* **Objetivo do exercício**: Prossiga o texto «Horizonte dos possíveis», que aparece abaixo antes dos dados, escrevendo a partir da sua última frase.

* **Excerto selecionado**:
4.12.05
"Horizonte dos possíveis"
Já tiraste os teus quinze dias de férias este ano? já foste comprar uma gravata parecida com a do colega? já estás no quadro (que bom!)? o banco deu-te crédito para o apartamento no centro da cidade que os teus familiares e conhecidos acham apropriado para ti? qual é o spread do teu empréstimo? já casaste e foi bonito? consegues amealhar para o primeiro filho? dás-te bem com o teu patrão? o médio é-te suficiente? tens um carro último modelo? andas com um ar contentinho no centro comercial? tens TV Cabo e ligação à Internet? sentes pavor da miséria? gostas de ver televisão à noite para passar o tempo? nunca deixas o portátil em casa, pois pode sempre ser necessário e dá uma imagem de empreendedorismo e sofisticação? tens dinheiro investido numa conta poupança? quando viajas gostas de ficar em bons hotéis, pois não és nenhum pelintra? bebes um copo com os amigos de vez em quando? planeias mudar-te para a capital, onde terás mais possibilidades de ascender na carreira (ou a capital já não é suficiente para ti e vais emigrar)? não tens tempo para ler e gostas do que fazes? fazes caridade no natal (e vês, compungido, as reportagens sobre a consoada dos sem-abrigo? já não podes com o teu marido (mas é só uma fase) e sentes atracção pelo colega? envelheces tranquilamente e sem crises? aguentas porque "é a vida"? reprimes a libido para não subverter a ordem social (ou então és licencioso e frequentas as putas)? tens medo de ficar ainda mais abandonado e sozinho? andas a ler o livro da moda?

* **Material de apoio**:
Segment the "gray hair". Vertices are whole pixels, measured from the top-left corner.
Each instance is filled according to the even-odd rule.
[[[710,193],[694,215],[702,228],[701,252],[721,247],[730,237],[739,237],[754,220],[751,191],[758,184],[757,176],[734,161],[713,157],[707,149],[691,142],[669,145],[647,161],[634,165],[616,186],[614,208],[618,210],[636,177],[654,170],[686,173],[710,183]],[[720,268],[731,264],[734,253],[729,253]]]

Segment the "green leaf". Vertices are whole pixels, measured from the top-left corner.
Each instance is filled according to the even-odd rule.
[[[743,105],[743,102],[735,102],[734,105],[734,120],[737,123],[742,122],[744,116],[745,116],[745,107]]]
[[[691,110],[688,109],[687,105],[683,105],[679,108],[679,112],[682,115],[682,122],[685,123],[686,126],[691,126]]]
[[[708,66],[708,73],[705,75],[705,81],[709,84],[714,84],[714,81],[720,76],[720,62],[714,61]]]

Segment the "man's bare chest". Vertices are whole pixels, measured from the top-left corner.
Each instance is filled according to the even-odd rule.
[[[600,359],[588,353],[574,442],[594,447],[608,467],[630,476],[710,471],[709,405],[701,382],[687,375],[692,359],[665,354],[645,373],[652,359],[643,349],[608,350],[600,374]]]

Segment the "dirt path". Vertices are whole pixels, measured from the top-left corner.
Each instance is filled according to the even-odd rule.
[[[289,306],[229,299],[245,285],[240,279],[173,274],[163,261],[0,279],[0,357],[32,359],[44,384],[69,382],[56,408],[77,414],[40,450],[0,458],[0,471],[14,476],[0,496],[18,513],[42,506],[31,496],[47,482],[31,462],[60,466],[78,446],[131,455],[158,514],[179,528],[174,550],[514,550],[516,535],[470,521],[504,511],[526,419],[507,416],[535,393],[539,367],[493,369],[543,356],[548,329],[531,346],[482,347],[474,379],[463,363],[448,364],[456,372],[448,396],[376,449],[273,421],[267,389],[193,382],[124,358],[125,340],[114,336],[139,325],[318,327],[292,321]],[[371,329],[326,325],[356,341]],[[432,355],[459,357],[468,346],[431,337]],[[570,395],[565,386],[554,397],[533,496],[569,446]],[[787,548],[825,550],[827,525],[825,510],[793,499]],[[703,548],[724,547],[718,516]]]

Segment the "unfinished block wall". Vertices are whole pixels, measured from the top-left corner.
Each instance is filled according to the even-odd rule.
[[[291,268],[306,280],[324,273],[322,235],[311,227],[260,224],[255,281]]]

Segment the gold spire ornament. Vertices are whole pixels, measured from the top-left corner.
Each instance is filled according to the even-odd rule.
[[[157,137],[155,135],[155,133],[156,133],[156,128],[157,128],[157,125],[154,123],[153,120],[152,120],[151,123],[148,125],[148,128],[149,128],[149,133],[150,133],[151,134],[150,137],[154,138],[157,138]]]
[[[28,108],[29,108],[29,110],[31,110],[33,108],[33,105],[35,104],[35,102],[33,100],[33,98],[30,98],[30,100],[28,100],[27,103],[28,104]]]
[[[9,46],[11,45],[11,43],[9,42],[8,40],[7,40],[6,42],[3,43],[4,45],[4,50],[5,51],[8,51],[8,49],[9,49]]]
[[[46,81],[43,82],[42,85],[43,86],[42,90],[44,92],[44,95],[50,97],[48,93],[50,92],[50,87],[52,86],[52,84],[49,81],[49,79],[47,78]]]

* **Resposta à tarefa**:
"Portugal tem uma sociedade normalizada. Significa isto que a vida individual e social do português encontra limites internos aquém dos que são a priori necessários para estabelecer uma vida em comum. Limites que passam despercebidos, mas impedem os indivíduos de experimentar ou criar alternativas em zonas essenciais da existência(…)
Digamos que o velho Portugal rural e pré-industrial fechado sobre si e sobre o seu império colonial pertencia à categoria das sociedades disciplinares com as suas instituições correspondentes (escola, prisão, fábrica, exército, Estado autoritário, etc.). A entrada de Portugal na Europa leva-o na direcção das sociedades de controlo (em que os mecanismos regulamentares decorrem directamente do funcionamento tecnológico dos serviços e as subjectividades correspondentes tornam-se, por assim dizer, dispositivos programados, como um elo da cadeia das novas tecnologias que controlam gestos, comportamentos, corpos, afectos).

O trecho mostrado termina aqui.